The entries below should be transcribed in their entirety, exactly as written.
PROVIDED ENTRIES Block Start
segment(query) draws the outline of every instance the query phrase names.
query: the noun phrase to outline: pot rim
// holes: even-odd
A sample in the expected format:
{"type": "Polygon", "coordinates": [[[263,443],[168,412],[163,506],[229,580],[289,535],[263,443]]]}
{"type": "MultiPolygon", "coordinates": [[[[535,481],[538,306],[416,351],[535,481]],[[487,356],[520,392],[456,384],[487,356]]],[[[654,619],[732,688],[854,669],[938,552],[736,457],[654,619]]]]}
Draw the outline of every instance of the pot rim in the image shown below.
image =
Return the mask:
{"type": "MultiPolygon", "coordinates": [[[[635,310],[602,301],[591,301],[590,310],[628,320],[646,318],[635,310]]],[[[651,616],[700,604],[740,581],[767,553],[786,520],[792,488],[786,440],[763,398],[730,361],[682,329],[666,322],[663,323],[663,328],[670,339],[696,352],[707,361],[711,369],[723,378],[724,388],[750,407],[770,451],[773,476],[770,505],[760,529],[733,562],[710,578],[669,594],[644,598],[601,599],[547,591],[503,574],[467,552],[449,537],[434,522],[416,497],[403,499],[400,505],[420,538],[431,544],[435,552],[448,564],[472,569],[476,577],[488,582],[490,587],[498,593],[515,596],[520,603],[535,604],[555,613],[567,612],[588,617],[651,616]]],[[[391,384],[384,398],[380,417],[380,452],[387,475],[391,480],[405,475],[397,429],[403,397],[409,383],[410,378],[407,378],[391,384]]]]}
PROVIDED ENTRIES Block End
YOUR SOLUTION:
segment(query) draws the outline of every instance the query phrase names.
query: the noun phrase to outline: pot rim
// holes: even-odd
A sample in the expected format:
{"type": "Polygon", "coordinates": [[[263,443],[168,412],[163,506],[229,580],[289,535],[263,443]]]}
{"type": "MultiPolygon", "coordinates": [[[[535,481],[538,306],[416,351],[535,481]],[[487,356],[520,392],[456,384],[487,356]]],[[[654,619],[732,688],[854,669],[938,552],[736,457],[654,619]]]]}
Draw the outline of every instance of the pot rim in the image shown below.
image =
Return the mask:
{"type": "MultiPolygon", "coordinates": [[[[635,310],[602,301],[591,301],[590,310],[628,320],[646,318],[635,310]]],[[[651,616],[700,604],[740,581],[767,553],[786,520],[792,488],[786,440],[763,398],[730,361],[682,329],[666,322],[663,323],[663,328],[670,339],[696,352],[707,361],[711,369],[723,378],[724,388],[750,407],[770,451],[773,476],[770,505],[760,529],[733,562],[710,578],[669,594],[644,598],[601,599],[547,591],[503,574],[467,552],[449,537],[434,522],[416,497],[403,499],[400,505],[420,538],[431,544],[435,552],[448,564],[472,569],[476,577],[488,582],[490,587],[498,593],[515,596],[520,603],[535,604],[555,613],[567,612],[588,617],[651,616]]],[[[391,384],[384,398],[380,417],[380,452],[387,475],[391,480],[405,475],[397,429],[403,397],[409,383],[410,378],[407,378],[391,384]]]]}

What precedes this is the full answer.